**What the task requires**
Each record must appear in your answer exactly as it does below.

**Exercise materials**
%%
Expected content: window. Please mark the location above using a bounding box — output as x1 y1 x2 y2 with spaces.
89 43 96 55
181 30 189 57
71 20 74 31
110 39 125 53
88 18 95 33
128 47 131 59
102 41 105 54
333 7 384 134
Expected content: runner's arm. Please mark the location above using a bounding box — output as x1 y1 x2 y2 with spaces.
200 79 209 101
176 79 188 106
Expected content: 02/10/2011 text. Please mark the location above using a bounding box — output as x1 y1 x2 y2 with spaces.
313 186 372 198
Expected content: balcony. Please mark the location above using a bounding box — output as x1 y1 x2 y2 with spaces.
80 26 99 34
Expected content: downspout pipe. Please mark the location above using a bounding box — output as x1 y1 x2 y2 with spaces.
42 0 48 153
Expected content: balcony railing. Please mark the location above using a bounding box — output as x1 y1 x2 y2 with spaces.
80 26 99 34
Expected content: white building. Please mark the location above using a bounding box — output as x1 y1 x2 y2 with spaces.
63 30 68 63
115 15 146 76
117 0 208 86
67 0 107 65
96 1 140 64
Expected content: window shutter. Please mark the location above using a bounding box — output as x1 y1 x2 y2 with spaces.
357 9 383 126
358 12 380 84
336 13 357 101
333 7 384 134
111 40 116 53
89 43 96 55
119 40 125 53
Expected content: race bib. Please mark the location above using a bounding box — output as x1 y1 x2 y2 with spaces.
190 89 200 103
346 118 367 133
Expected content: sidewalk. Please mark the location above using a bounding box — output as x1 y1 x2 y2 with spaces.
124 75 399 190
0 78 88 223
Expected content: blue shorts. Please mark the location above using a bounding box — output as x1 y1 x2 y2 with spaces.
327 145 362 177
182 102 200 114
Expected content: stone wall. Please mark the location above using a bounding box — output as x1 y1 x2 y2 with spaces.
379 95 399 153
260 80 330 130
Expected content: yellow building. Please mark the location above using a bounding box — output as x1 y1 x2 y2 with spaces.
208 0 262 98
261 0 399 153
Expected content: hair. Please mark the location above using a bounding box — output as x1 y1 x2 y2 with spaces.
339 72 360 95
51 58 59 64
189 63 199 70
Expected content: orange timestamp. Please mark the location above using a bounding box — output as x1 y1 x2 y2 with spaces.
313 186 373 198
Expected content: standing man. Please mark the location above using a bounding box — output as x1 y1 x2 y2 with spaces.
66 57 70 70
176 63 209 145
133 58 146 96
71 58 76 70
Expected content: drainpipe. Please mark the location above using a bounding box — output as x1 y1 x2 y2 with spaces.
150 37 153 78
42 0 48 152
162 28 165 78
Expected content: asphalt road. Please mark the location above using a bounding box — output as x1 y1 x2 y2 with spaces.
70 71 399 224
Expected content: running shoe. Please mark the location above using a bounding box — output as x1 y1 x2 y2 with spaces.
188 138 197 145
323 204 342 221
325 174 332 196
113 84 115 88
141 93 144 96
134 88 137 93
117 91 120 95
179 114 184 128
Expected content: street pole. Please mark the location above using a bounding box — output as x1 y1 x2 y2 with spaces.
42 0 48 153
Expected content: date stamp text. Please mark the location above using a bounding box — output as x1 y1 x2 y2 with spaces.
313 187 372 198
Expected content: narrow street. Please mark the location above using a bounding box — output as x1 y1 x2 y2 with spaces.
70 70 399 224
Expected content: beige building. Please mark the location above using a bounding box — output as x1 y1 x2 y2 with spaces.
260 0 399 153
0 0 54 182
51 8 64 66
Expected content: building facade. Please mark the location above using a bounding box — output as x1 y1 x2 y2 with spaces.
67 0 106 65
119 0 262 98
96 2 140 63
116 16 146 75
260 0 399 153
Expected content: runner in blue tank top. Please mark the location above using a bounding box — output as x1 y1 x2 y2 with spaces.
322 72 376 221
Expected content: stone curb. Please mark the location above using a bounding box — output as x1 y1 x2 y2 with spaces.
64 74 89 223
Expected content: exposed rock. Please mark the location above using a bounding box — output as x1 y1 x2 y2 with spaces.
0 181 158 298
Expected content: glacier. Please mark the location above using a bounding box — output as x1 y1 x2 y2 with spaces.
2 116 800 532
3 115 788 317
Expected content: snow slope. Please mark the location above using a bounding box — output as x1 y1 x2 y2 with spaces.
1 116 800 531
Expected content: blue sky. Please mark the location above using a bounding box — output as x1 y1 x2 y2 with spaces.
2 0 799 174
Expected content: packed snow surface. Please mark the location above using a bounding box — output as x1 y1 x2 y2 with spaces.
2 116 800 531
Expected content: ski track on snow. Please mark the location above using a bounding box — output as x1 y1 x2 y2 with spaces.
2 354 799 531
%%
**Answer to this exercise**
Expected content: window. Please mark the location above using a bounding box — output as x1 y1 x2 y2 with spaces.
89 43 96 55
181 30 189 57
71 20 74 31
110 39 125 53
88 18 95 33
128 47 131 59
102 41 105 54
333 7 384 134
Expected content: runner's arm. Please mark the location above using a bounding box — output as x1 y1 x2 y2 with spaces.
200 79 209 101
176 79 188 106
Expected content: 02/10/2011 text. Please mark the location above using a bounding box — output as x1 y1 x2 y2 with spaces.
313 186 372 198
Expected content: balcony. Please mark the location above using a bounding box — output as x1 y1 x2 y2 with spaces.
80 26 99 34
Expected content: downspout pipe. Please mark the location above using a bounding box — output as x1 y1 x2 y2 with spaces.
42 0 48 153
Expected content: balcony railing. Please mark the location above using a bounding box — output as x1 y1 x2 y2 with spaces.
80 26 99 34
Expected content: white building. Please mark the location above using a bounding box — output as x1 y1 x2 y2 with spaces.
63 30 68 63
115 15 146 76
117 0 208 86
67 0 107 65
96 1 140 64
Expected content: window shutter. Please mark the location above using a bounding box — output as x1 y1 x2 y2 with spaces.
357 9 383 126
358 12 380 84
336 13 357 101
333 7 384 134
111 40 116 53
89 43 96 55
119 40 125 53
Expected content: race bib. Please mark the location above using a bounding box — output as x1 y1 x2 y2 with spaces.
190 89 200 103
346 118 367 133
Expected content: sidewalk. Please mark the location above using a bounding box — output as x1 y1 x2 y2 with spaces.
124 75 399 190
0 78 88 223
Expected content: blue shorts. Please mark the location above using a bounding box — output as x1 y1 x2 y2 with spaces.
327 145 362 177
182 102 200 114
Expected content: stone wall. Please mark the location above using a bounding box — output as x1 y1 x2 y2 with spaces.
379 95 399 153
260 80 330 130
Expected content: yellow building. Please mark the location above using a bounding box — output as x1 y1 x2 y2 with spaces.
208 0 262 98
261 0 399 153
Expected content: hair. Please mark the location above using a bounding box — output as x1 y1 x2 y2 with spaces.
339 72 360 95
51 58 59 64
189 63 199 70
Expected content: orange timestamp. Please mark the location above using a bounding box — output as x1 y1 x2 y2 with spaces.
313 186 373 198
Expected content: standing man. Please mark the location above using a bounding box — output as x1 y1 x2 y2 with spaces.
66 57 70 70
176 63 209 145
133 58 146 96
71 58 76 70
Expected content: drainpipe. Please mark the location above using a bounding box — output as x1 y1 x2 y2 with spaces.
150 37 153 78
42 0 48 152
162 28 165 78
Expected content: asphalt road. Please mark the location above using a bounding box — output as x1 y1 x2 y2 with spaces.
70 71 399 224
Expected content: running shoe. Please mark the location above using a bounding box — output as x1 y1 x2 y2 with spaces.
188 138 197 145
323 204 342 221
325 174 332 196
113 84 115 88
141 93 144 96
134 88 137 93
117 91 120 95
179 114 184 128
Expected content: street pole. Please mark the location above using a bounding box — output as x1 y1 x2 y2 with spaces.
42 0 48 153
Expected content: date stamp text. Please mark the location above using a bounding box — output as x1 y1 x2 y2 with spaces.
313 187 372 198
Expected content: narrow street. Please mark the location above using a bounding box — output as x1 y1 x2 y2 with spaces.
70 70 399 224
Expected content: beige building. Please mark the location above using a bounding box — output as x1 y1 x2 y2 with spaces.
260 0 399 153
0 0 54 182
51 8 64 66
Expected content: building facade. Please mark the location above using a bounding box — output as x1 y1 x2 y2 with spaces.
67 0 106 65
119 0 262 98
96 2 140 63
116 16 146 75
260 0 399 153
Expected content: runner in blue tank top. Please mark the location above using a bounding box — output as x1 y1 x2 y2 with spaces.
322 72 376 221
Expected content: stone curb. Please mark the location above using a bounding box — output as x1 y1 x2 y2 with spaces.
64 74 89 223
Expected content: exposed rock. Please mark the location above using a bounding box — output as x1 y1 x2 y2 with spaces.
0 181 158 298
Expected content: glacier. Please mark the location above using a bounding box — output as x1 y1 x2 y2 with spaces.
2 116 800 532
3 115 788 317
Expected content: snow slope. Please mark the location above using a bounding box — output as x1 y1 x2 y2 with spaces.
1 116 800 531
Expected content: blue sky. Please mark the location above using a bounding box — output as x1 y1 x2 y2 with spaces.
2 0 799 174
Expected content: packed snow surface. Please mark the location above using a bounding box — output as x1 y1 x2 y2 with spaces.
2 116 800 531
Expected content: ski track on snow. Please mark the location above using a bounding box — output as x1 y1 x2 y2 with spaces.
2 354 799 531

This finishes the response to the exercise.